» **Goal of the exercise**
Which lines of the records contain the word "foot"? Show each of them.

» **Data to process**
((

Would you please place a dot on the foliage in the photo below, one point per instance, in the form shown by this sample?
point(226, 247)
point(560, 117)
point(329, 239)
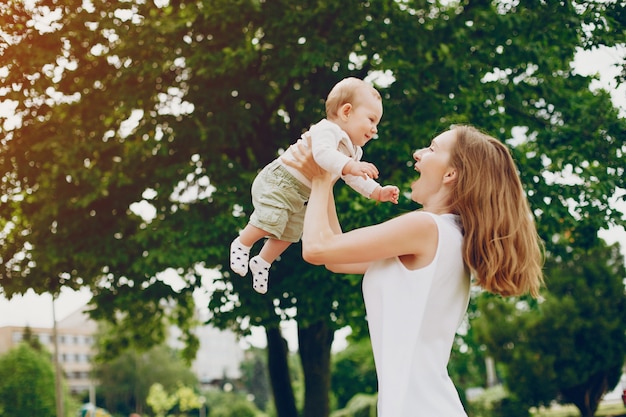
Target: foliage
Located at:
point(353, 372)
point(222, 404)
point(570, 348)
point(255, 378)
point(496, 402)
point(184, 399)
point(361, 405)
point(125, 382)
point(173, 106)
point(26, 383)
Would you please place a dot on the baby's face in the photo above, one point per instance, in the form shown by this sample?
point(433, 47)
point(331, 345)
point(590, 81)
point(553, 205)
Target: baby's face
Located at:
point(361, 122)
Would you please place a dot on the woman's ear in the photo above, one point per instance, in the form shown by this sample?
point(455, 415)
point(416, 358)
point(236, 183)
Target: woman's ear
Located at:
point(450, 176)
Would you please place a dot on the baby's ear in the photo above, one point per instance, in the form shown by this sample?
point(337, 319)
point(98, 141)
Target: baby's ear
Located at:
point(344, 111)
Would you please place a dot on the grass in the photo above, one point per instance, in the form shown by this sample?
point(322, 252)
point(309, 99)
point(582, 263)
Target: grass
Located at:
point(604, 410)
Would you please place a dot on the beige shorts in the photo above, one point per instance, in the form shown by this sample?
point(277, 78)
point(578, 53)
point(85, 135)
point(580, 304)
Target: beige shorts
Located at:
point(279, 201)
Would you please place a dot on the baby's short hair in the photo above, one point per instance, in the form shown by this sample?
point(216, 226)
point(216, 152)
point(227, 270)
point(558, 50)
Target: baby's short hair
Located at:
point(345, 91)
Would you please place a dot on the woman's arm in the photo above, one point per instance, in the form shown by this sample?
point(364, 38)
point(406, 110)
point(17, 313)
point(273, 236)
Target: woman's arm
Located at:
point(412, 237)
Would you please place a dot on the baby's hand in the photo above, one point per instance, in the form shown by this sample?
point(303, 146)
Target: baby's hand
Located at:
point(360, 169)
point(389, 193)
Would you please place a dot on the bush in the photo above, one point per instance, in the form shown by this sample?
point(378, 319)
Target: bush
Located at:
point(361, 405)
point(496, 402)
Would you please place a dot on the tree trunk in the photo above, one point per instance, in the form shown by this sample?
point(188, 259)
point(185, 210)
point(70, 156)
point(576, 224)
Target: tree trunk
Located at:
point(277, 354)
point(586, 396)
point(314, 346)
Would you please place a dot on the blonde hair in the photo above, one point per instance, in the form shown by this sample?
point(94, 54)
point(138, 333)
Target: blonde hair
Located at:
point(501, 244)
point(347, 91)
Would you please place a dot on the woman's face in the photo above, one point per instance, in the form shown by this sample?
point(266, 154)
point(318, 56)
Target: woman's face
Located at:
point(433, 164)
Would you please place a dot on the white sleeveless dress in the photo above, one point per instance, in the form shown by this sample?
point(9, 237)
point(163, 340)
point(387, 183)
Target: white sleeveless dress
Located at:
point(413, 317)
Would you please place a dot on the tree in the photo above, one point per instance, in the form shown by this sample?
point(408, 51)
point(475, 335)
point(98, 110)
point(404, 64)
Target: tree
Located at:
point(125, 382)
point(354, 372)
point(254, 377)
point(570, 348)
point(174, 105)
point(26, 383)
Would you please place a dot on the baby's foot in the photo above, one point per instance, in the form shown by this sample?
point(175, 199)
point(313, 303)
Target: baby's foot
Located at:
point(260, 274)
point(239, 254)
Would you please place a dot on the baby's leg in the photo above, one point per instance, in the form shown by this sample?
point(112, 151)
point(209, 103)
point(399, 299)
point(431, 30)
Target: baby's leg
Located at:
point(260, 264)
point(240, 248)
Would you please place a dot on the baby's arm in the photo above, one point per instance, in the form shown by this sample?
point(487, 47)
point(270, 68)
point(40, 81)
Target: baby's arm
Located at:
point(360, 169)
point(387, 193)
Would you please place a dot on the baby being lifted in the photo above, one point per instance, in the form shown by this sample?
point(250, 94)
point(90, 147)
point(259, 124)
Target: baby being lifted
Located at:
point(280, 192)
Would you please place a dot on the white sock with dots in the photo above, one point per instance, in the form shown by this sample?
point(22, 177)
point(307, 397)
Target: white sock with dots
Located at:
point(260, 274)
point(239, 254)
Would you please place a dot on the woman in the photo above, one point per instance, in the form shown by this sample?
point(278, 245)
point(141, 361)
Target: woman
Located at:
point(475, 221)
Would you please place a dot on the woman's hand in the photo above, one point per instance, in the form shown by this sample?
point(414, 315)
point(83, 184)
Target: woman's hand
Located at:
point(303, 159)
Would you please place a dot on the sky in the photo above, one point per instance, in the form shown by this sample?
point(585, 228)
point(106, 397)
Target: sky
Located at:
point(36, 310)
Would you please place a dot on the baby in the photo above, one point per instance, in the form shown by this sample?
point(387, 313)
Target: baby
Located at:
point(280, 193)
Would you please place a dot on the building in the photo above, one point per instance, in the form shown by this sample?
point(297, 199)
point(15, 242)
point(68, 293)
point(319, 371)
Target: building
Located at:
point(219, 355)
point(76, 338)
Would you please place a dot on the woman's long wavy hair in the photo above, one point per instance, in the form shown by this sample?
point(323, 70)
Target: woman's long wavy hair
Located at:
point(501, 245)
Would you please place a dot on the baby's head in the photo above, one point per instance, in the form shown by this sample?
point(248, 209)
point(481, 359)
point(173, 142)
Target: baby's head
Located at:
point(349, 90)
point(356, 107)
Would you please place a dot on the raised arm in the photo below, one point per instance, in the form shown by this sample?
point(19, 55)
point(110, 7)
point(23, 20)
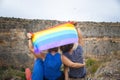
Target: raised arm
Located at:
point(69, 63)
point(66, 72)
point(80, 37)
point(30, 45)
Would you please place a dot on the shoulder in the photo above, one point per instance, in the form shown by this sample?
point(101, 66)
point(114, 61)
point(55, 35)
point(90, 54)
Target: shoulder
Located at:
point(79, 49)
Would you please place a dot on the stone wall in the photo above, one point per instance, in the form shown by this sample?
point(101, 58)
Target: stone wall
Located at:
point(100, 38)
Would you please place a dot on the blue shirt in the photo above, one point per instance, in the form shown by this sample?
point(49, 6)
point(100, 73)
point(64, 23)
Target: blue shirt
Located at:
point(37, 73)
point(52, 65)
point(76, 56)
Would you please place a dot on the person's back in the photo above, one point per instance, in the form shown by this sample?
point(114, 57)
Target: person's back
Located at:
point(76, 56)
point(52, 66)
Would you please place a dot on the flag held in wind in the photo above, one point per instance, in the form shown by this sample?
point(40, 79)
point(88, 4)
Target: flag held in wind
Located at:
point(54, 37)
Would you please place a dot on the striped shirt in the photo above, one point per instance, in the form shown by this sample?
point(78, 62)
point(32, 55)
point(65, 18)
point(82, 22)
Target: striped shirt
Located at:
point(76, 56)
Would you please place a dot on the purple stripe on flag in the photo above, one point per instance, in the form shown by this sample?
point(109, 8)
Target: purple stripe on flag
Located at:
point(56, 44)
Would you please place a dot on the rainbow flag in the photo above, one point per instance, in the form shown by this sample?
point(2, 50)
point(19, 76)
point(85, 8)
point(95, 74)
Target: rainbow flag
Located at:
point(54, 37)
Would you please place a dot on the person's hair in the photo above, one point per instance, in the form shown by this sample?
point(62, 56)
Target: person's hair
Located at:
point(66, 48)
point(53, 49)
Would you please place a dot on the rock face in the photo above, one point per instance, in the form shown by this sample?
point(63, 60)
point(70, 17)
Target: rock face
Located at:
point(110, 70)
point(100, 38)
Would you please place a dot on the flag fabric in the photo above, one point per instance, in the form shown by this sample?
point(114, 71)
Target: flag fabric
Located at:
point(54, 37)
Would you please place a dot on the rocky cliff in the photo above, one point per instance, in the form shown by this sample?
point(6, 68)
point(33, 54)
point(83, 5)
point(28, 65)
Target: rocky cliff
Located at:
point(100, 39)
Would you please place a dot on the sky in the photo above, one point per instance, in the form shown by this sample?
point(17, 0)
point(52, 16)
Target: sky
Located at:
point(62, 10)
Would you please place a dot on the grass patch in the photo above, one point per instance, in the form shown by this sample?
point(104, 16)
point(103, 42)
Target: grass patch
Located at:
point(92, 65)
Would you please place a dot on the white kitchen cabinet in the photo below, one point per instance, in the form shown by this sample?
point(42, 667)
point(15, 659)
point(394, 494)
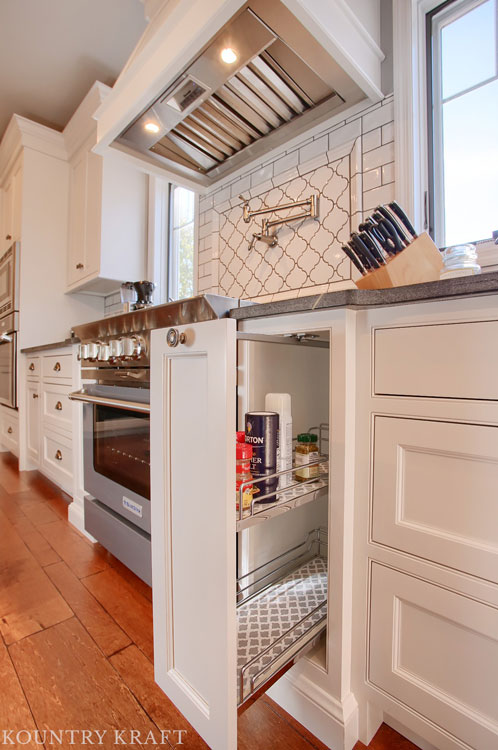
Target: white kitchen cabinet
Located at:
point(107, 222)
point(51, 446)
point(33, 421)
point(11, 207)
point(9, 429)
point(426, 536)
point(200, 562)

))
((

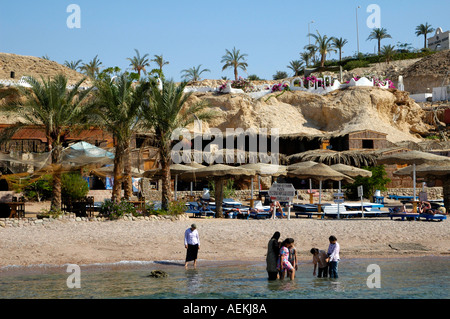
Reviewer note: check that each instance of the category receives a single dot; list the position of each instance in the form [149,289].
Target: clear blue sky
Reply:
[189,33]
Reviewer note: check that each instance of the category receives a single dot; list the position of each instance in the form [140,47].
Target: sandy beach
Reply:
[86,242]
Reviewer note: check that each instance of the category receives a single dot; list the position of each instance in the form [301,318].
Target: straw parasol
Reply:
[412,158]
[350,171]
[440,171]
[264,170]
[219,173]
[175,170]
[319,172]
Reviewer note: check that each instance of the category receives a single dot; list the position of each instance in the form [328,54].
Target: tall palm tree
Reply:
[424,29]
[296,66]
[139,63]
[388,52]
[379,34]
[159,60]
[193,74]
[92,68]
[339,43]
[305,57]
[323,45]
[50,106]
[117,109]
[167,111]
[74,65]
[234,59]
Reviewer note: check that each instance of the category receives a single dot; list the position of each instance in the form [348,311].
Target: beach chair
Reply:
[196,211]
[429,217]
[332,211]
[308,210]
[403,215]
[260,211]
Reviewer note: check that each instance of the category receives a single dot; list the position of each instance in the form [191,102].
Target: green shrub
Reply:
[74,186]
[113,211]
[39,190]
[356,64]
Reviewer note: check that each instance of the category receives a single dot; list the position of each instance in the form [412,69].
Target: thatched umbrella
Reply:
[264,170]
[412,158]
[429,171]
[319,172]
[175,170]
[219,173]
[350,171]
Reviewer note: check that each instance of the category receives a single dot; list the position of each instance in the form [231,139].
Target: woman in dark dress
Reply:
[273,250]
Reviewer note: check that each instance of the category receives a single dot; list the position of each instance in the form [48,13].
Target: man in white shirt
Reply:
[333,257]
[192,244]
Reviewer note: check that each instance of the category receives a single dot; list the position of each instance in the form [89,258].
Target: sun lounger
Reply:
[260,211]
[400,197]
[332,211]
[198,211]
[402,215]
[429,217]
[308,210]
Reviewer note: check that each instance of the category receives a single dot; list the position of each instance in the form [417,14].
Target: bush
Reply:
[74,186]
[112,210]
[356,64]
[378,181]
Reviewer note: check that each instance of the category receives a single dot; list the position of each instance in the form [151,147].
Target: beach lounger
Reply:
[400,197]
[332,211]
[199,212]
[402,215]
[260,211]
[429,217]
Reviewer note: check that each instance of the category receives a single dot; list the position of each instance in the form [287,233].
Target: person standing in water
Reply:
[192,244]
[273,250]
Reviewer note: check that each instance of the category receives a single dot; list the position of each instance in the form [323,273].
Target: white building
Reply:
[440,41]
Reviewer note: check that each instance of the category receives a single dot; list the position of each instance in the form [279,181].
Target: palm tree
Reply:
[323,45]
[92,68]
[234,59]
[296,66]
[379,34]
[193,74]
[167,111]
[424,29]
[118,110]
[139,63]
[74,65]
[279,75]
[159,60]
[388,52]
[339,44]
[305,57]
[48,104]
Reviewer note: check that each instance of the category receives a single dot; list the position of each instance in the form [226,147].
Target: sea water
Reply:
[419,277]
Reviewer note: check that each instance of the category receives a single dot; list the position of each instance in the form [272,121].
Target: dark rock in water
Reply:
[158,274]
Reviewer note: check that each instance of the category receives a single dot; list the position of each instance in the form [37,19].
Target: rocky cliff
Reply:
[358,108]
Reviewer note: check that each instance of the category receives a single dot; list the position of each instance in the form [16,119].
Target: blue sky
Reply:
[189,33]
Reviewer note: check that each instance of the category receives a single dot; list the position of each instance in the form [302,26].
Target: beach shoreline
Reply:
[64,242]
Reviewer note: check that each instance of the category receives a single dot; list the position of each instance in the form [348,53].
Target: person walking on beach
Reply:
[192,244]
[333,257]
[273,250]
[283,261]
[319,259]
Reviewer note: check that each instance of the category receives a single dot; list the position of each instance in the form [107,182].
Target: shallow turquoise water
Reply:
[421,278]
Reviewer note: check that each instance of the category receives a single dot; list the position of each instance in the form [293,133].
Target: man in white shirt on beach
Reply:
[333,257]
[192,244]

))
((

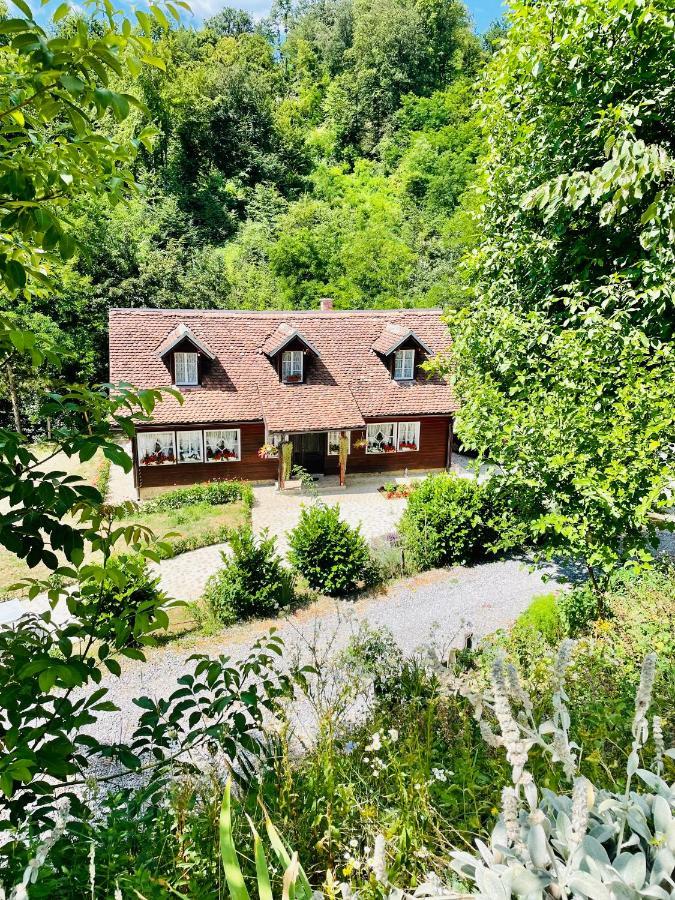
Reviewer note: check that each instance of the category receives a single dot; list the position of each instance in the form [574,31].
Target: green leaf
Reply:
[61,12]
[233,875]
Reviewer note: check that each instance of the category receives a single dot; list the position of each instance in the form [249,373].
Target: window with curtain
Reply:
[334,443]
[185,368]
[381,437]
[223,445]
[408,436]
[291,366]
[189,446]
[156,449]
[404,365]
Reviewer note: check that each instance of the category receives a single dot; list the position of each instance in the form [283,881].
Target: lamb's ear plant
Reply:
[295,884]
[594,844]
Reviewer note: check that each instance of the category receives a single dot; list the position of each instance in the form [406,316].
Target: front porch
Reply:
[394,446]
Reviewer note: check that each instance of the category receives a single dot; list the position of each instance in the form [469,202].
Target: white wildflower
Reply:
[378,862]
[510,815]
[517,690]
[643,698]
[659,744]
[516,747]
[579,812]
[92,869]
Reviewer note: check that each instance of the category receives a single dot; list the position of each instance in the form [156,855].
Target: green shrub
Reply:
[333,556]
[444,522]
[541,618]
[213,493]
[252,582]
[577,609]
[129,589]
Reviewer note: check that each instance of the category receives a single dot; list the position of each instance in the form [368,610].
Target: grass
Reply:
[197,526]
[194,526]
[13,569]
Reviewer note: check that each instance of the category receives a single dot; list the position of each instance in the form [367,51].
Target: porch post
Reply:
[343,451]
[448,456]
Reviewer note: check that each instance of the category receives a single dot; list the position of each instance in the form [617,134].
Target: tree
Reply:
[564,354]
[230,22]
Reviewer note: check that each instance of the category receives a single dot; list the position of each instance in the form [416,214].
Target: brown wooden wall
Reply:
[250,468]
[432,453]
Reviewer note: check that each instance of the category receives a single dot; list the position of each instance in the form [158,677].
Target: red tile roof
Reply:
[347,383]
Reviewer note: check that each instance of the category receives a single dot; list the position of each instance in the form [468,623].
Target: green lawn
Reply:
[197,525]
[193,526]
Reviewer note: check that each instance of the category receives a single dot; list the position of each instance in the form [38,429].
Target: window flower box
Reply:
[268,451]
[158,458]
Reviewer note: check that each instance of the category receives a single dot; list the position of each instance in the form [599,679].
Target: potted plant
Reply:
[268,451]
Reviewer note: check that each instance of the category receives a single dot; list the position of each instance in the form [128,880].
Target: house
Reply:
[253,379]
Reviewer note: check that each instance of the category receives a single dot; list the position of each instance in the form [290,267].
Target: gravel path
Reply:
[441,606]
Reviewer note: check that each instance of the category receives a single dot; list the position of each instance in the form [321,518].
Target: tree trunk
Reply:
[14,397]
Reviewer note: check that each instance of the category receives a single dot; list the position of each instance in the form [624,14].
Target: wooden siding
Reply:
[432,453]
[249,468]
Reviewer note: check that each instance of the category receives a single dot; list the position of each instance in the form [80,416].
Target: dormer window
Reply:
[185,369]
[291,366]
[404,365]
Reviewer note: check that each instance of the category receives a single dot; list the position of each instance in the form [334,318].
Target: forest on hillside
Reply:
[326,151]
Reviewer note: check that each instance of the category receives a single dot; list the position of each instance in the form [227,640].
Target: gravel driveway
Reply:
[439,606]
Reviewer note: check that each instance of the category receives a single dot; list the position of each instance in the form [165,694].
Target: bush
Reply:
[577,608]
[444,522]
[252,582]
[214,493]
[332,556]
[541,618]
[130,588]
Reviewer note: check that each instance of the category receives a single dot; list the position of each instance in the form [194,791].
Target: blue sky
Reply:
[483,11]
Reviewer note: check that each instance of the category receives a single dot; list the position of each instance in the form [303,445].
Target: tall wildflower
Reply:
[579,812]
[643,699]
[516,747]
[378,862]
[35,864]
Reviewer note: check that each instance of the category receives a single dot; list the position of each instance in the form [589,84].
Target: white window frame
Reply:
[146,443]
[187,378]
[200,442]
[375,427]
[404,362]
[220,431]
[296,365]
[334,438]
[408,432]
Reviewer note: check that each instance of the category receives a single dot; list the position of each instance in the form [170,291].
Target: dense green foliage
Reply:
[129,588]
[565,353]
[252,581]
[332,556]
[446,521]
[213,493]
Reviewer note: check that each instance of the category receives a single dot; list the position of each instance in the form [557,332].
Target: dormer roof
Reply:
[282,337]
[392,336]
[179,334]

))

» **The completed task**
Would you please place a dot on the baby's foot in the photo above, one point per instance, in the form shown by this sample?
Target: baby's foot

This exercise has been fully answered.